- _WRITTEN PROBLEM_
Please write out again every line of the data from the line containing "of the metal" through the end of the data, both ends included, and increase each number in the coordinates by 102 while leaving all other text unchanged.

- _SUPPLIED RECORDS_
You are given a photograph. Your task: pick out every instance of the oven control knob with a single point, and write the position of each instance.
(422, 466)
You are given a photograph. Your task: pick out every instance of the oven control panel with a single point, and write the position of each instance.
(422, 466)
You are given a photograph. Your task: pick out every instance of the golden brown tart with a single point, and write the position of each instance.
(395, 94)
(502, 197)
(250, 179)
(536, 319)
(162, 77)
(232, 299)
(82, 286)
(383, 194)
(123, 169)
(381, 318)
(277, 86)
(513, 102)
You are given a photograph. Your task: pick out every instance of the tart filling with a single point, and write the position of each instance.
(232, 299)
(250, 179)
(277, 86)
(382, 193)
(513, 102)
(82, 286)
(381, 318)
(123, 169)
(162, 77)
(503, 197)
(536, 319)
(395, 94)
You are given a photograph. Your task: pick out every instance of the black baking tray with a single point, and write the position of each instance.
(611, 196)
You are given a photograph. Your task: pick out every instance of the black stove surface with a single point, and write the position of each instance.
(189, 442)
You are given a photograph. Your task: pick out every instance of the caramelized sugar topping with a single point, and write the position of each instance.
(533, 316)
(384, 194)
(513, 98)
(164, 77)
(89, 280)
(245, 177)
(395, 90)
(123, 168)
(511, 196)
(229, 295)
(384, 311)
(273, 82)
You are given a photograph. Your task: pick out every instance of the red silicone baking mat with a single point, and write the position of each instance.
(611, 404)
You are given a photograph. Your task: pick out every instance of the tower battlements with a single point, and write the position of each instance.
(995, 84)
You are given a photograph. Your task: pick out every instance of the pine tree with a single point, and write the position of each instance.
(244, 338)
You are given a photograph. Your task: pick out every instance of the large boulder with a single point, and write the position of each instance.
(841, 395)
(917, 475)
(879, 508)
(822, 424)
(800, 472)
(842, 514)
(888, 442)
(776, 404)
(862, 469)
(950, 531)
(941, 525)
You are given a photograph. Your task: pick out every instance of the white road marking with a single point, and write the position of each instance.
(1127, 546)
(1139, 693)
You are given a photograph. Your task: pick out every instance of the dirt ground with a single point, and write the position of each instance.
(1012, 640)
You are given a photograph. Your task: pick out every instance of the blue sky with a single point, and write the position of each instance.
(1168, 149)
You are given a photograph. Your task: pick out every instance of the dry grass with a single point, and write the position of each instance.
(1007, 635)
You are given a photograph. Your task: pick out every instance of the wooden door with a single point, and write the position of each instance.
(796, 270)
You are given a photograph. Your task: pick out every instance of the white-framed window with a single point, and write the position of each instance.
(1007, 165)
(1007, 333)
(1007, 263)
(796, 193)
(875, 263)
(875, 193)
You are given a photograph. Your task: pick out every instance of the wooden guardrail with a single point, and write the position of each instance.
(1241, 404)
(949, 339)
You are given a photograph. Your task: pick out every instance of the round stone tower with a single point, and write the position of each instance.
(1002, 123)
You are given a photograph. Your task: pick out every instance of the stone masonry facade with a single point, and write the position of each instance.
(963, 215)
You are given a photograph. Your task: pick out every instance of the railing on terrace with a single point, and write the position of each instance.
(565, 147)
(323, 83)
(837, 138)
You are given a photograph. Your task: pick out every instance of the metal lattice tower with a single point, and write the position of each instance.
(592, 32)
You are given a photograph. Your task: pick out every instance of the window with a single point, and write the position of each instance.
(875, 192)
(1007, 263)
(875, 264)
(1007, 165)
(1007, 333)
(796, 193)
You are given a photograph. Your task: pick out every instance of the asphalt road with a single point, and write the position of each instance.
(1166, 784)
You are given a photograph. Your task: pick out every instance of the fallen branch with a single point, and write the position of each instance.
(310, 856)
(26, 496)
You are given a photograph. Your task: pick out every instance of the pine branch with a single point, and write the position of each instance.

- _OUTPUT FOR THIS EXERCISE_
You are given a photograph. Your task: pick out every instance of the metal lattice tower with a single point, and write the position of each instance.
(694, 134)
You are given a photograph. Your task: pick out every instance of the window with a single point, and write the position of each instance.
(977, 294)
(1109, 365)
(977, 366)
(1109, 267)
(1109, 435)
(898, 295)
You are given a photograph. Your task: pick out every instance of the asphalt road with a single point, and write the position of each instance.
(1268, 886)
You are given a photograph. Your task: pick out every instance of the fallen branch with a single point, and write the position of each instance.
(412, 958)
(128, 598)
You are given a photograph. Your task: pick out every instance of the pine branch with a single point, and write the position of each instance.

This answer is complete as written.